# [Provided passage]
* * * * * * *

Open Education

As part of my Open University Open Education course I had to create an artefact defining open education using some of ideas put forward by Weller and Anderson

Here is my artefact for which I used Prezi.

My main point is that we have now, more or less, achieved education for all (obviously lots of countries still have a way to go and some might argue the UK still has lessons to learn, but that’s another post!) and this is one aspect of “openness”. However, humans and technology are evolving and we are now accessing education differently. It’s not just about being able to access education, it’s how we access and use it.

The MOOCs (massive open on-line courses) I do have highlighted this. We are now called “open scholars”. Wells raises the following point in his article The openness-creativity cycle in education – A Perspective

The combination of digital content and a global, socially oriented distribution network has created the conditions in which new interpretations of open education can develop. Indeed, some commentators have begun to talk of the ‘open scholar’, which is almost synonymous with the ‘digital scholar’ so closely aligned are the new technologies and open approaches.

I completely agree that the new technologies and open approaches are interlinked. Without technology I would not be competing these courses. They have opened a new world of global on-line collaboration which I have never encountered before. The access to resources is another aspect new to me. The fact that people are so willing to share their resources, ideas and experiences is amazing. Throughout the MOOCs I am a scholar but will also “teach” as will the others taking part. We all have something to bring to the course. The lecturers are there and start us off but the scholars are the drivers.

This model of education has the potential to “open” education to all. Whether to those who have already been through the education system or those who have never had the chance. I saw one of the most inspirational TED talks recently. I love the idea that the “teacher asks the question and then stands back and admires the answers”. Sugata Mitra, educational researcher, has a wish; “My wish is that we design the future of learning. We don’t want to be spare parts for a great human computer, do we? So we need to design a future for learning. My wish is to design a future for learning by supporting children all over the world to tap into their wonder and their ability to work together”.

* * * * * * *

# [Tasks for this exercise]
**1)** In the open education post, what tool was used to make the artefact defining open education?
**2)** Repeat the open education post from "The combination of" up to and including "and open approaches.", swapping "global" for "worldwide".
The data after this point has no connection to the open education post.

# [Given material]

* * * * * * *

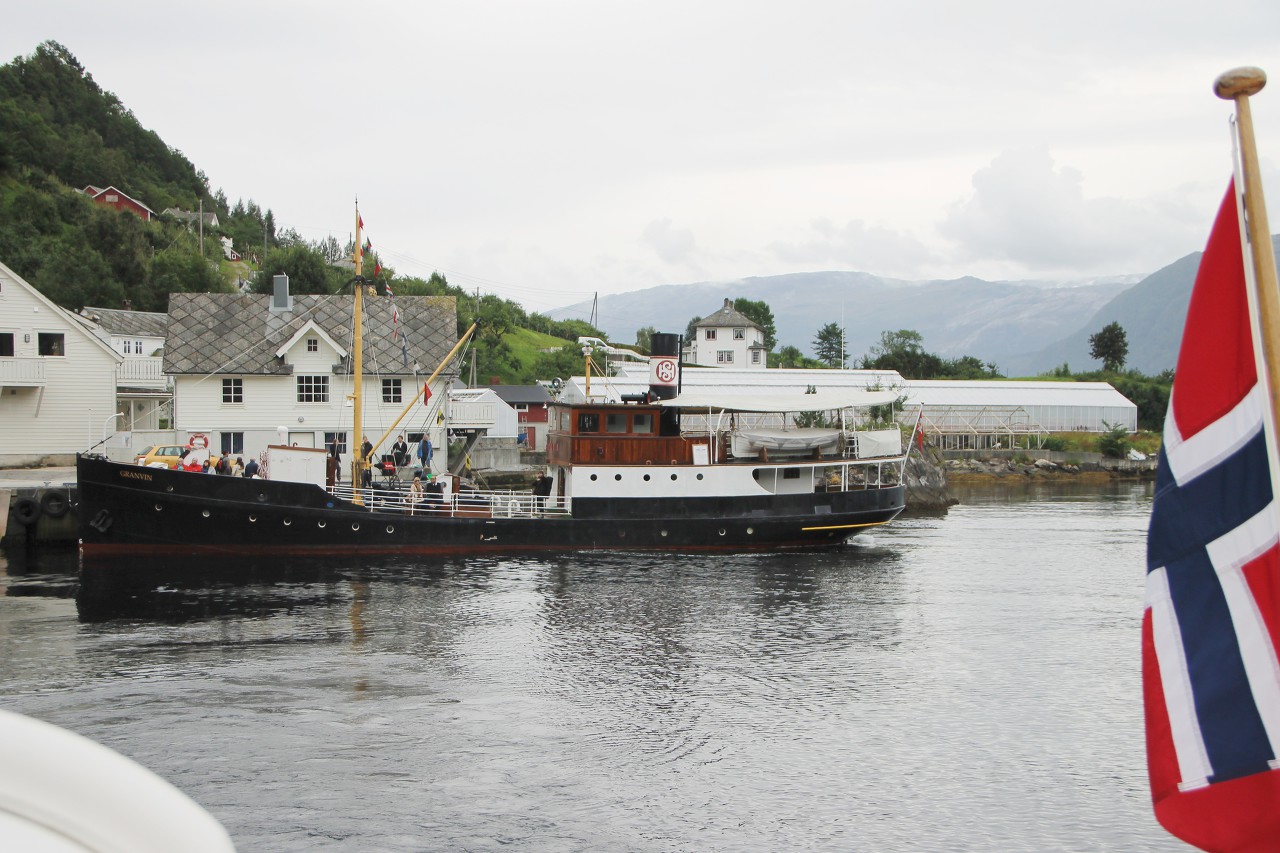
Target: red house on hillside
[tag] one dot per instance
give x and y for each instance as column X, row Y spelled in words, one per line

* * * * * * *

# [Full solutions]
**1)** Prezi

**2)**
The combination of digital content and a worldwide, socially oriented distribution network has created the conditions in which new interpretations of open education can develop. Indeed, some commentators have begun to talk of the ‘open scholar’, which is almost synonymous with the ‘digital scholar’ so closely aligned are the new technologies and open approaches.